▶ _To do_: Set down all of the data exactly as it appears.

(Pointing dataset records)
>>>
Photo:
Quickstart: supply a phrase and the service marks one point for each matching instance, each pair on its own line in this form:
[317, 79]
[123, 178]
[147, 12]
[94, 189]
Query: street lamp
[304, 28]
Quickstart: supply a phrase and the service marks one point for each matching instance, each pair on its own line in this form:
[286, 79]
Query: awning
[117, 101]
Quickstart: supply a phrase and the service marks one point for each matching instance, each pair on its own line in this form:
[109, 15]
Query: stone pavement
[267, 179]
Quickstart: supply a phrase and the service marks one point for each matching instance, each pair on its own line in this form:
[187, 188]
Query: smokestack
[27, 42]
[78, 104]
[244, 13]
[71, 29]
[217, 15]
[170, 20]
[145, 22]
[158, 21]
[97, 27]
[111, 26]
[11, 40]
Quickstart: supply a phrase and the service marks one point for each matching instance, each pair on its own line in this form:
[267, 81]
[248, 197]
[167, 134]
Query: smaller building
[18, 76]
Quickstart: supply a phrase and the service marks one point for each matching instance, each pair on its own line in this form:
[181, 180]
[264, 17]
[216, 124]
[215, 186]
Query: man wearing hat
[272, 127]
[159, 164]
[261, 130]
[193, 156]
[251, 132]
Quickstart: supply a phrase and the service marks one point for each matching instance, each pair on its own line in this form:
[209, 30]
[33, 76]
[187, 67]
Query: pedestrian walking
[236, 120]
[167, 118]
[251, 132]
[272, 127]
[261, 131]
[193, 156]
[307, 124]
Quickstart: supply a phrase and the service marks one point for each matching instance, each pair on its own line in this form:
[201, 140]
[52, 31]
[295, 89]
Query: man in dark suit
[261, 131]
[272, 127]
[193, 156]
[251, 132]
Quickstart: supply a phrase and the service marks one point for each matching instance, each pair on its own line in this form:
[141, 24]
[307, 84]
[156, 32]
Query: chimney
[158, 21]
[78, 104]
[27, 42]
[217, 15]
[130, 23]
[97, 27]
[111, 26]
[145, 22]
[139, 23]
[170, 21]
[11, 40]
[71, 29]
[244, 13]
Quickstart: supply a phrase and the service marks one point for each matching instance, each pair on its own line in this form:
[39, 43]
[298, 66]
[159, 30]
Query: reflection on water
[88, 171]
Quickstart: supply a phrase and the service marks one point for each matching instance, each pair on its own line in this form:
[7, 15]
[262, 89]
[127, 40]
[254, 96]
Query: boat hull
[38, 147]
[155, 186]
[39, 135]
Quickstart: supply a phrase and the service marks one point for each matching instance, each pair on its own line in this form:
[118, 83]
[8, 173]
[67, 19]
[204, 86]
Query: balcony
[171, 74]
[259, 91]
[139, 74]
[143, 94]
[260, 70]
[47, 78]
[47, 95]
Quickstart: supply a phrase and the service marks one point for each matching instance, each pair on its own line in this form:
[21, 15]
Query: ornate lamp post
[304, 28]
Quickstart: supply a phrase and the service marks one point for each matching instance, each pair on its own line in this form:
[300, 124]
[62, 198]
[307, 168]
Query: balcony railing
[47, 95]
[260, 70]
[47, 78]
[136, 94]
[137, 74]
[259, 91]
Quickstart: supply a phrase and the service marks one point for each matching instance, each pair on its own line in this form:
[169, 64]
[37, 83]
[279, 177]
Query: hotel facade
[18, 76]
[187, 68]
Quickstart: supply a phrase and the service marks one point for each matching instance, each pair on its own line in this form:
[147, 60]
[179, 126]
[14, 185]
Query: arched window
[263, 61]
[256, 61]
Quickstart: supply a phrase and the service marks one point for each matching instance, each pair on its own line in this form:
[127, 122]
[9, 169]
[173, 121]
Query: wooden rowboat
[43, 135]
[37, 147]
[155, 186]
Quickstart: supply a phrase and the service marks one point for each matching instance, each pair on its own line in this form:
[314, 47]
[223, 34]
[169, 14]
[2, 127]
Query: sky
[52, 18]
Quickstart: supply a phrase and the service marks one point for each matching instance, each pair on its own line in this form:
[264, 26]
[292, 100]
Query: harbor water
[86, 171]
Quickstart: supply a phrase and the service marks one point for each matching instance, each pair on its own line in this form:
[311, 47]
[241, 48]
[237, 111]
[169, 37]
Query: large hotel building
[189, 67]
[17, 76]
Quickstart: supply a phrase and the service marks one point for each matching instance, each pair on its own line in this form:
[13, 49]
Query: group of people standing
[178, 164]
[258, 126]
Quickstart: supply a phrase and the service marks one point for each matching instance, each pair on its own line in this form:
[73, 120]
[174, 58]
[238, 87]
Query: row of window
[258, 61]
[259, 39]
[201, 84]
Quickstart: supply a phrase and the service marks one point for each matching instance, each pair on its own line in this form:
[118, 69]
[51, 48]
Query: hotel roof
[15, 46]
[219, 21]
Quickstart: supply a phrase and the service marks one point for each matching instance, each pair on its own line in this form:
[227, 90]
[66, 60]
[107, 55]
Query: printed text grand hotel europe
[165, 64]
<<<
▶ _Solution to this task_:
Photo:
Quickstart: supply a phrase and the service marks one point for each matching instance, each pair on its own line in this form:
[317, 79]
[123, 178]
[147, 12]
[94, 189]
Query: street lamp
[304, 28]
Quickstart: supply a phrase and the service marks one point for each matching instance, each pair on its own line in this form:
[286, 79]
Query: awning
[117, 101]
Quickstart: supply a phrase and the service marks one point for each matching instance, each pair on its own line in this form:
[109, 15]
Query: stone pavement
[267, 179]
Quickstart: supply a phrase and the service marks one point for each matching instance, each pair on its own line in this form:
[187, 188]
Query: smokestack
[27, 42]
[78, 104]
[244, 13]
[71, 29]
[217, 15]
[170, 20]
[145, 22]
[158, 21]
[97, 27]
[111, 26]
[11, 40]
Quickstart: supply a phrase and the service marks one point for each matching instance, each pair on its own line in this form:
[267, 81]
[248, 197]
[167, 134]
Query: smaller building
[18, 76]
Quickstart: supply a phrase and the service marks one point for each matching instance, each pair on its own line in this form:
[181, 180]
[264, 17]
[216, 124]
[215, 186]
Query: man wearing hat
[272, 127]
[159, 164]
[261, 130]
[193, 156]
[251, 132]
Quickstart: supply a phrase and the service marks one point for each matching instance, each pair on its own line in this form:
[209, 30]
[33, 76]
[187, 67]
Query: pedestrian walking
[236, 120]
[167, 118]
[251, 132]
[272, 127]
[261, 131]
[193, 156]
[307, 124]
Quickstart: supply a phrase and the service marks one point for each matching instance, each pair on its own line in this form:
[201, 140]
[52, 31]
[295, 89]
Query: man in dark suit
[261, 131]
[272, 127]
[193, 156]
[251, 132]
Quickstart: supply a phrase and the service marks one point for each matching instance, each pair on its own line in this form:
[141, 24]
[307, 84]
[156, 32]
Query: chimney
[158, 21]
[78, 104]
[27, 42]
[217, 15]
[130, 23]
[97, 27]
[111, 26]
[145, 22]
[139, 23]
[170, 21]
[11, 40]
[71, 29]
[244, 13]
Quickstart: supply a phrase and the service marks one point for each matching instance, each pair on its own line in this form:
[39, 43]
[298, 66]
[159, 30]
Query: reflection on water
[88, 171]
Quickstart: supply a phrase and the service marks one point for each matching instance, each pair on its own line in this form:
[7, 15]
[262, 89]
[127, 40]
[254, 96]
Query: boat hull
[38, 147]
[155, 186]
[39, 135]
Quickstart: supply a phrase and the service marks one point for each matching instance, each pair on its own line in this form:
[118, 83]
[8, 173]
[67, 19]
[204, 86]
Query: balcony
[171, 74]
[259, 91]
[139, 74]
[143, 94]
[260, 70]
[47, 78]
[47, 95]
Quickstart: supply a phrase and the service marks one point for each matching instance, each pair on its own line in this form:
[21, 15]
Query: ornate lamp post
[304, 28]
Quickstart: supply a phrase and the service marks one point for each matching instance, each pair on its own line in this form:
[300, 124]
[62, 198]
[307, 168]
Query: balcony railing
[47, 95]
[260, 70]
[47, 78]
[136, 94]
[137, 74]
[259, 91]
Quickstart: supply a phrase and the service marks one point for each matching instance, each pair on its own line in this form:
[169, 64]
[37, 83]
[279, 177]
Query: hotel facade
[18, 76]
[187, 68]
Quickstart: supply a phrase and the service marks one point for each matching instance, each pair on its own line in this form:
[147, 60]
[179, 126]
[14, 185]
Query: arched window
[263, 61]
[256, 61]
Quickstart: supply a phrase and the service marks one point for each matching instance, each pair on its own line in this form:
[127, 122]
[9, 169]
[173, 121]
Query: wooden rowboat
[43, 135]
[37, 147]
[155, 186]
Quickstart: supply a phrase and the service marks one point for each matching instance, each pair on its own line in this form:
[314, 47]
[223, 34]
[169, 14]
[2, 127]
Query: sky
[52, 18]
Quickstart: supply a phrase and the service marks one point for each matching instance, each pair on its own line in this form:
[264, 26]
[292, 100]
Query: harbor water
[86, 171]
Quickstart: supply a phrase and the service marks one point for each matching instance, each pair on its own line in this form:
[311, 47]
[241, 48]
[237, 111]
[169, 37]
Query: large hotel building
[189, 67]
[17, 76]
Quickstart: supply a phrase and the service marks one point for each matching instance, each pair on its own line in this form:
[13, 49]
Query: group of people standing
[178, 164]
[258, 126]
Quickstart: supply a phrase and the service marks one point for each matching instance, each pair on its own line in this form:
[73, 120]
[174, 58]
[238, 87]
Query: row of window
[258, 61]
[259, 39]
[201, 84]
Quickstart: supply a phrase and the service marks one point for each matching instance, each pair on its own line in this form:
[118, 69]
[51, 48]
Query: hotel roof
[15, 46]
[219, 21]
Quickstart: supply a phrase and the service marks one point for each matching instance, each pair on its own line in this form:
[227, 90]
[66, 60]
[107, 55]
Query: printed text grand hotel europe
[165, 64]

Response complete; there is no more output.